ACTIVITY » Nothing in the data is to be left out; copy it exactly.

TASK DATA »

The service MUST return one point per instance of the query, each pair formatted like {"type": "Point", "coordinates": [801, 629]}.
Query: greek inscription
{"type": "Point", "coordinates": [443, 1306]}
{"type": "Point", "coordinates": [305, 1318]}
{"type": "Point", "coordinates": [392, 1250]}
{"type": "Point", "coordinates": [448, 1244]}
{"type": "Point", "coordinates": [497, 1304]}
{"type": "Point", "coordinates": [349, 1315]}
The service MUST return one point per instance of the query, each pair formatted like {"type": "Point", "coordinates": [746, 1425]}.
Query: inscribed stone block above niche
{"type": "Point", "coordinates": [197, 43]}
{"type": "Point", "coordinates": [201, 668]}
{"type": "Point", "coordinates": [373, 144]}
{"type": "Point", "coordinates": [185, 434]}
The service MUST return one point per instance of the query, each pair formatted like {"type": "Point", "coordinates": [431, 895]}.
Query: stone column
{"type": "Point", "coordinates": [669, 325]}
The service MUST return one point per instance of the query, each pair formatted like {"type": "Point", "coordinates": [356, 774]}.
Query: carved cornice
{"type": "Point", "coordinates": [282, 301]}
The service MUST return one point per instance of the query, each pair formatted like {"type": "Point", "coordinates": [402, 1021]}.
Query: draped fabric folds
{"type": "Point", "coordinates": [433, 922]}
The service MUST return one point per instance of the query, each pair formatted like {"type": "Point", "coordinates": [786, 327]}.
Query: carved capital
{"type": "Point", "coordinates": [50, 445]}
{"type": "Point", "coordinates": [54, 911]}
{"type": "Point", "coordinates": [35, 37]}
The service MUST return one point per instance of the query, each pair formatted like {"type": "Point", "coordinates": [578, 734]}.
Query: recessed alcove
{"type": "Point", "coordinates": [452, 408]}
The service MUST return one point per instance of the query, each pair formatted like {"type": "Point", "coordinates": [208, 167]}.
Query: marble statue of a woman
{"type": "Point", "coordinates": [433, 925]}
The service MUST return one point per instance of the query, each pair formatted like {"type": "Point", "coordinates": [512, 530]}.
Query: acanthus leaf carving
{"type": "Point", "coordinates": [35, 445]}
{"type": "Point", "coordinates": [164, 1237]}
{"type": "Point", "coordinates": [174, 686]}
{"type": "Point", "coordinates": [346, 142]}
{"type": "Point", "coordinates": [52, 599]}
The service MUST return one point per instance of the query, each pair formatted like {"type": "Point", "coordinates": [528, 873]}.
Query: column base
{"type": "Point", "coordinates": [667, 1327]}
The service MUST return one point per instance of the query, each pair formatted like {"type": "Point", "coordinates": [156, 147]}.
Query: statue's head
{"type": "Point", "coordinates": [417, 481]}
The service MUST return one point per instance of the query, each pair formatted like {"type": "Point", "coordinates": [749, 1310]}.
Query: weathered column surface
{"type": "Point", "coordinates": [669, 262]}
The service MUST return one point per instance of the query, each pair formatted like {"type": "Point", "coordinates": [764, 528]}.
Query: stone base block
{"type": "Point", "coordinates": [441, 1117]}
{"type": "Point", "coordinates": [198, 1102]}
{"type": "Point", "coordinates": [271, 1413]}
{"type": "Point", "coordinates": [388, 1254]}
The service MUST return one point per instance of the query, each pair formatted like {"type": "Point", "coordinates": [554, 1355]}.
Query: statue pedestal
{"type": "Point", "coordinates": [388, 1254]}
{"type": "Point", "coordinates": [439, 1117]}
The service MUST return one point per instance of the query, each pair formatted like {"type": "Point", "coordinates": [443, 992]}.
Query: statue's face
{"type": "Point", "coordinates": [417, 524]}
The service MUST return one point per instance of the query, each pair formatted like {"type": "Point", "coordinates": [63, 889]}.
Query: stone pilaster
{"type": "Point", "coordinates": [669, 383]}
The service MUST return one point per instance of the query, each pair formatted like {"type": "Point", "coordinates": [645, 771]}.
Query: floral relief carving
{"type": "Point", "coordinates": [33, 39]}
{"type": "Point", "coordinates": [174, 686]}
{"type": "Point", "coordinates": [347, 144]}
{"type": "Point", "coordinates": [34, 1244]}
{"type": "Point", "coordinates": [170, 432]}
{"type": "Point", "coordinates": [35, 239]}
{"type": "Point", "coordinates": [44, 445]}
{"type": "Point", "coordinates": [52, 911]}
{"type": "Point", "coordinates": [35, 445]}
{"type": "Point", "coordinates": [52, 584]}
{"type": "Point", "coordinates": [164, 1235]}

TASK OUTPUT »
The service MUST return one point per instance of the query, each pair formatted like {"type": "Point", "coordinates": [801, 629]}.
Query: greek inscription
{"type": "Point", "coordinates": [443, 1306]}
{"type": "Point", "coordinates": [305, 1318]}
{"type": "Point", "coordinates": [392, 1250]}
{"type": "Point", "coordinates": [448, 1244]}
{"type": "Point", "coordinates": [497, 1304]}
{"type": "Point", "coordinates": [349, 1315]}
The service MUST return one point per instance of the query, each pair formatted like {"type": "Point", "coordinates": [746, 1425]}.
Query: inscribed stone block above niche
{"type": "Point", "coordinates": [197, 43]}
{"type": "Point", "coordinates": [201, 668]}
{"type": "Point", "coordinates": [373, 144]}
{"type": "Point", "coordinates": [185, 434]}
The service MUST return one point per instance of the query, each pair formatted like {"type": "Point", "coordinates": [431, 895]}.
Query: stone column
{"type": "Point", "coordinates": [669, 325]}
The service MUST return one point per instance of the query, each pair formatted like {"type": "Point", "coordinates": [356, 774]}.
Query: carved cornice
{"type": "Point", "coordinates": [282, 301]}
The service MUST return one point per instance of the query, each pair formatted like {"type": "Point", "coordinates": [402, 1021]}.
Query: draped fabric folds
{"type": "Point", "coordinates": [433, 922]}
The service MUST return one point per instance of the query, each pair formatted like {"type": "Point", "coordinates": [786, 327]}.
Query: carved capital
{"type": "Point", "coordinates": [50, 445]}
{"type": "Point", "coordinates": [54, 911]}
{"type": "Point", "coordinates": [35, 37]}
The service MUST return one point per instance of the query, each pair formatted like {"type": "Point", "coordinates": [578, 734]}.
Query: recessed alcove
{"type": "Point", "coordinates": [452, 408]}
The service MUST return one point per instance of the query, each pair formatted like {"type": "Point", "coordinates": [208, 167]}.
Query: marble statue of a woman
{"type": "Point", "coordinates": [433, 925]}
The service MUST return one point per instance of the query, each pair formatted like {"type": "Point", "coordinates": [512, 530]}.
Query: acanthus leaf carving
{"type": "Point", "coordinates": [35, 445]}
{"type": "Point", "coordinates": [164, 1237]}
{"type": "Point", "coordinates": [174, 686]}
{"type": "Point", "coordinates": [346, 142]}
{"type": "Point", "coordinates": [52, 599]}
The service MUST return one point per instance of the query, each pair formatted like {"type": "Point", "coordinates": [528, 873]}.
Query: column base
{"type": "Point", "coordinates": [667, 1327]}
The service MUST return one point per instance of the query, each pair formatted like {"type": "Point", "coordinates": [156, 147]}.
Query: statue's head
{"type": "Point", "coordinates": [417, 481]}
The service MUST return one point per instance of the query, each pair formatted like {"type": "Point", "coordinates": [749, 1310]}.
Query: weathered column surface
{"type": "Point", "coordinates": [669, 262]}
The service MUST return one point per instance of the query, each pair formatted like {"type": "Point", "coordinates": [764, 528]}.
Query: stone base block
{"type": "Point", "coordinates": [441, 1117]}
{"type": "Point", "coordinates": [198, 1102]}
{"type": "Point", "coordinates": [271, 1413]}
{"type": "Point", "coordinates": [388, 1254]}
The service MUST return one point per instance of the query, each pair formatted like {"type": "Point", "coordinates": [554, 1355]}.
Query: statue pedestal
{"type": "Point", "coordinates": [388, 1254]}
{"type": "Point", "coordinates": [439, 1117]}
The service MUST return one point per instance of the query, each pair formatted like {"type": "Point", "coordinates": [443, 992]}.
Query: statue's face
{"type": "Point", "coordinates": [417, 524]}
The service MUST return one point per instance of the query, each pair formatted like {"type": "Point", "coordinates": [63, 889]}.
Query: stone pilaster
{"type": "Point", "coordinates": [669, 383]}
The service MUST return one point per instance of the query, each pair formatted like {"type": "Point", "coordinates": [645, 771]}.
Query: floral relief carving
{"type": "Point", "coordinates": [33, 39]}
{"type": "Point", "coordinates": [174, 686]}
{"type": "Point", "coordinates": [347, 144]}
{"type": "Point", "coordinates": [34, 1244]}
{"type": "Point", "coordinates": [170, 432]}
{"type": "Point", "coordinates": [35, 239]}
{"type": "Point", "coordinates": [44, 445]}
{"type": "Point", "coordinates": [52, 911]}
{"type": "Point", "coordinates": [35, 445]}
{"type": "Point", "coordinates": [52, 584]}
{"type": "Point", "coordinates": [164, 1235]}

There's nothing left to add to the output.